Short problem
Swap "sub-tags" for "child tags" in the data, starting with the line that contains "Identify green fern in the frame above." and going on through the end of the data. Give back only those lines, with nothing else changed.

(Excerpts from a detection dataset)
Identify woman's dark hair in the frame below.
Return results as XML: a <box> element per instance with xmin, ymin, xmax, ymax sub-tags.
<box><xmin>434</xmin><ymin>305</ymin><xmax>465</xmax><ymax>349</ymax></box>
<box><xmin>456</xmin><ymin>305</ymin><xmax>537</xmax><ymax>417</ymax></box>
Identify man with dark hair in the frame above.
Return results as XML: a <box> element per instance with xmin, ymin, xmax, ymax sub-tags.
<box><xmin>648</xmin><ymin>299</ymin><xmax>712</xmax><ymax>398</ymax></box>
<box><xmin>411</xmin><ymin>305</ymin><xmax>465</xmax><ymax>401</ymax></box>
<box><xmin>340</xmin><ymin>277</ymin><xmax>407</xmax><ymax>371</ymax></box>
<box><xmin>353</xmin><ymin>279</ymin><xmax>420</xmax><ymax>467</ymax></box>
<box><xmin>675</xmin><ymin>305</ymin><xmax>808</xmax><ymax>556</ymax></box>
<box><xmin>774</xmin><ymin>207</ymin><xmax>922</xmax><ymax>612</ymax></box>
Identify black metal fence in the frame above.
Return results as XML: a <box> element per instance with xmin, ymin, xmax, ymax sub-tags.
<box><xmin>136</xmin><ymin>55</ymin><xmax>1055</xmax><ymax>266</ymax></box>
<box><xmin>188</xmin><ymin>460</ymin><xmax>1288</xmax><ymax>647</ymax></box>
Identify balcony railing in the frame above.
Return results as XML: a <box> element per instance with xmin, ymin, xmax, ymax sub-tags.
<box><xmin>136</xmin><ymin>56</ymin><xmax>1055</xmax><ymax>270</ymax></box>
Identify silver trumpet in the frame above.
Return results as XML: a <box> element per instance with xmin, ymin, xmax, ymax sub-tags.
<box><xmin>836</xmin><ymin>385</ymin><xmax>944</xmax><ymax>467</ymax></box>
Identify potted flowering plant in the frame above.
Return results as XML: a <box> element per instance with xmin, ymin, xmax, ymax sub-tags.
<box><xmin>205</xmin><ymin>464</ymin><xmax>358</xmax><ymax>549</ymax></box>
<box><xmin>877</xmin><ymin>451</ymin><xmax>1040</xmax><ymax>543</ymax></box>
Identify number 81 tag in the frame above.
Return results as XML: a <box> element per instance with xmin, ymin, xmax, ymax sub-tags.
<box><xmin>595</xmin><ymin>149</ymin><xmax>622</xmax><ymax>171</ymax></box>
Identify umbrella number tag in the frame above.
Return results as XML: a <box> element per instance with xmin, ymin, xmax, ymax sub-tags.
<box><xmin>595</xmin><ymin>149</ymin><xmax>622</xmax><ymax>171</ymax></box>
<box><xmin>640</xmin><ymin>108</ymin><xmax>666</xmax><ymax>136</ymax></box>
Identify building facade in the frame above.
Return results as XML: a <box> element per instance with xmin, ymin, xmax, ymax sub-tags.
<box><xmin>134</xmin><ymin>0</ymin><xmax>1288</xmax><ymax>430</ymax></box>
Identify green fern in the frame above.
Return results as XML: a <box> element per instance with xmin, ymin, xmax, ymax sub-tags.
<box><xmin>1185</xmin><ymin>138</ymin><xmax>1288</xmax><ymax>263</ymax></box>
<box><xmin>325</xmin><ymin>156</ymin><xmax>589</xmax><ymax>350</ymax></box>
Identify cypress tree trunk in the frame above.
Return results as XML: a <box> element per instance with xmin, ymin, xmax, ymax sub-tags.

The answer
Identify green fern in the frame above.
Return results as XML: a <box> element per instance with xmin, ymin, xmax, ymax child tags.
<box><xmin>1185</xmin><ymin>138</ymin><xmax>1288</xmax><ymax>263</ymax></box>
<box><xmin>325</xmin><ymin>156</ymin><xmax>589</xmax><ymax>350</ymax></box>
Identify cypress tree trunk in the frame above.
Return results as XML: a <box> element per instance with xmin, ymin, xmax, ymax child tags.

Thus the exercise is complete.